____ Extracted data

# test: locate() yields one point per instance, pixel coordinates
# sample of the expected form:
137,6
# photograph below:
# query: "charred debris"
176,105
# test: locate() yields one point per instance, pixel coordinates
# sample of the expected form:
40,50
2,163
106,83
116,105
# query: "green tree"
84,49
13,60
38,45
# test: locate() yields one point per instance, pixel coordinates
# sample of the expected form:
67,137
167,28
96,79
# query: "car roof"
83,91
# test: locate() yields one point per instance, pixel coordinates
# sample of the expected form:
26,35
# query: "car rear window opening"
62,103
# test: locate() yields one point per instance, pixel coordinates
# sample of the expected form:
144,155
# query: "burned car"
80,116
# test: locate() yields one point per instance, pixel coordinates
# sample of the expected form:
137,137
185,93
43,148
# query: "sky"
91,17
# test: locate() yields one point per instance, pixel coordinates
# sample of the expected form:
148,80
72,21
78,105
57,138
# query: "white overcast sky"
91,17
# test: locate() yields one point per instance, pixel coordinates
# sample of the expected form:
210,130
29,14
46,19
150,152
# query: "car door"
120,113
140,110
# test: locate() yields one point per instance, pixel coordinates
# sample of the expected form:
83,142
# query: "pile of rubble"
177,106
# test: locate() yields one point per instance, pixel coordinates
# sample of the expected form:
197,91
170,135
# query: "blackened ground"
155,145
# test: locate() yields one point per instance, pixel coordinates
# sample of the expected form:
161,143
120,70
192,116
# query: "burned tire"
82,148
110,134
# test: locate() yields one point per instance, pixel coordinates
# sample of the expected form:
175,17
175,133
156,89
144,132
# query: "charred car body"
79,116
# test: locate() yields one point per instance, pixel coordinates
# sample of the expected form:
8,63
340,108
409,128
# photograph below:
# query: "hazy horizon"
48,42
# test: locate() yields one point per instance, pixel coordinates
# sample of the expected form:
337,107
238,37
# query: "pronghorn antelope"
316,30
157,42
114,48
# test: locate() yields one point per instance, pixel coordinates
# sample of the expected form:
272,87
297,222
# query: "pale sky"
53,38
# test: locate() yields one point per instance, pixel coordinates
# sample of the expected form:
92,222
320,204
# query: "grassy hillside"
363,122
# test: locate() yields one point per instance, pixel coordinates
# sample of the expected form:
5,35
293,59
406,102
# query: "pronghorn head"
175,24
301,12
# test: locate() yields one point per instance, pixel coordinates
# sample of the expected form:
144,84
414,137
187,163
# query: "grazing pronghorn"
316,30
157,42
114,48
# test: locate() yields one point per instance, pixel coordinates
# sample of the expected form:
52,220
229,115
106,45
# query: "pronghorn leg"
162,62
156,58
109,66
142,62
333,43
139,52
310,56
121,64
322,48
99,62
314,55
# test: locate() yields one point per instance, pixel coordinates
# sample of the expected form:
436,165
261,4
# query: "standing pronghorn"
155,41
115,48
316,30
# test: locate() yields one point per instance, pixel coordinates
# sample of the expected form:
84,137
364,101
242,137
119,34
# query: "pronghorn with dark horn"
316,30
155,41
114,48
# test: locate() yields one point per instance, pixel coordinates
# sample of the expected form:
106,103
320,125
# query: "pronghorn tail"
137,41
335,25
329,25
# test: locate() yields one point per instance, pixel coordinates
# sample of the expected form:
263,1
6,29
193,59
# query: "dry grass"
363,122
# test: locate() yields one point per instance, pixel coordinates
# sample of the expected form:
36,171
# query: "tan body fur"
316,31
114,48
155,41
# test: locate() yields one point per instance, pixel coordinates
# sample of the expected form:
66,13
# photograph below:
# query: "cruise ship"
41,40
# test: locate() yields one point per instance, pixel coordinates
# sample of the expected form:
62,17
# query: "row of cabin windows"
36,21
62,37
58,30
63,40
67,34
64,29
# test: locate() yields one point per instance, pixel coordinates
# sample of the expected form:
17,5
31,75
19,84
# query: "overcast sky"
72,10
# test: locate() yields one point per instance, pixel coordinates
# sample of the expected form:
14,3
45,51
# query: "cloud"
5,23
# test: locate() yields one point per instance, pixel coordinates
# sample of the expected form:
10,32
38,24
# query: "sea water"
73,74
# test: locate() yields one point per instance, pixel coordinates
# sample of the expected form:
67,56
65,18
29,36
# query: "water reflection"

________

Your assignment ::
Each record is to be given again in full, exactly as it reads.

Result below ::
# test: locate() yields one point per instance, pixel coordinates
# sample of the expected form:
137,6
# photograph below:
# query: "charred debris"
176,105
# test: locate() yields one point per instance, pixel coordinates
# sample of the expected form:
40,50
2,163
106,83
116,105
# query: "green tree"
84,49
13,60
38,45
# test: locate() yields one point per instance, pixel coordinates
# sample of the expected form:
67,137
167,28
96,79
# query: "car roof"
83,91
# test: locate() yields one point per instance, pixel coordinates
# sample of the expected form:
26,35
# query: "car rear window opening"
62,103
# test: locate() yields one point per instance, pixel coordinates
# sample of the expected form:
144,155
# query: "burned car"
80,116
# test: locate() yields one point per instance, pixel coordinates
# sample of the expected form:
137,137
185,93
43,148
# query: "sky"
91,17
# test: locate() yields one point per instance, pixel coordinates
# sample of the expected form:
148,80
72,21
78,105
57,138
# query: "white overcast sky"
91,17
# test: locate() yields one point per instance, pixel coordinates
# sample of the expected form:
210,130
29,14
46,19
150,152
# query: "car door"
120,113
140,110
# test: locate() yields one point per instance, pixel coordinates
# sample of the expected form:
83,142
# query: "pile of rubble"
177,106
# test: locate() yields one point per instance, pixel coordinates
# sample of the expected form:
197,91
170,135
# query: "blackened ground"
155,145
# test: locate() yields one point per instance, pixel coordinates
# sample of the expected form:
161,143
120,70
192,116
# query: "burned tire"
82,148
110,134
# test: locate() yields one point per instance, pixel coordinates
# sample of the expected form:
175,17
175,133
156,89
144,132
# query: "charred car body"
79,116
# test: locate() yields one point per instance, pixel coordinates
# sample of the expected form:
8,63
340,108
409,128
# photograph below:
# query: "hazy horizon"
48,42
# test: locate() yields one point per instance, pixel coordinates
# sample of the expected form:
337,107
238,37
# query: "pronghorn antelope"
316,30
157,42
114,48
# test: locate() yields one point per instance, pixel coordinates
# sample of the expected form:
272,87
297,222
# query: "pale sky"
53,38
# test: locate() yields one point per instance, pixel coordinates
# sample of the expected form:
92,222
320,204
# query: "grassy hillside"
363,122
# test: locate() yields one point per instance, pixel coordinates
# sample of the expected form:
5,35
293,59
406,102
# query: "pronghorn head"
175,24
301,12
# test: locate() yields one point per instance, pixel coordinates
# sample of the expected form:
144,84
414,137
187,163
# query: "grazing pronghorn"
316,30
157,42
114,48
# test: locate() yields one point per instance, pixel coordinates
# sample of the expected form:
52,220
229,115
106,45
# query: "pronghorn leg"
162,62
156,58
109,66
142,62
333,43
139,52
310,56
121,64
322,48
99,62
314,55
# test: locate() yields one point per instance, pixel coordinates
# sample of the expected form:
436,165
261,4
# query: "standing pronghorn"
155,41
115,48
316,30
# test: locate() yields one point per instance, pixel coordinates
# sample of the expected form:
84,137
364,101
242,137
119,34
# query: "pronghorn with dark horn"
316,30
155,41
114,48
# test: locate() yields one point per instance, pixel coordinates
# sample of the expected form:
106,103
320,125
# query: "pronghorn tail"
137,41
335,25
329,25
# test: locate() yields one point per instance, pixel coordinates
# sample of the expected form:
263,1
6,29
193,59
# query: "dry grass"
363,122
# test: locate() yields one point per instance, pixel coordinates
# sample of the expected form:
36,171
# query: "tan body fur"
316,31
114,48
155,41
# test: locate() yields one point per instance, pixel coordinates
# sample of the expected form:
66,13
# photograph below:
# query: "cruise ship"
41,40
# test: locate() yields one point per instance, pixel coordinates
# sample of the expected form:
62,17
# query: "row of cabin windows"
36,21
62,37
58,30
63,40
67,34
64,29
# test: locate() yields one point per instance, pixel coordinates
# sample of the expected form:
17,5
31,75
19,84
# query: "overcast sky"
72,10
# test: locate() yields one point per instance, pixel coordinates
# sample of the expected form:
14,3
45,51
# query: "cloud"
5,23
# test: locate() yields one point per instance, pixel coordinates
# sample of the expected form:
10,32
38,24
# query: "sea water"
73,74
# test: locate() yields one point per instance, pixel coordinates
# sample of the expected form:
67,56
65,18
29,36
# query: "water reflection"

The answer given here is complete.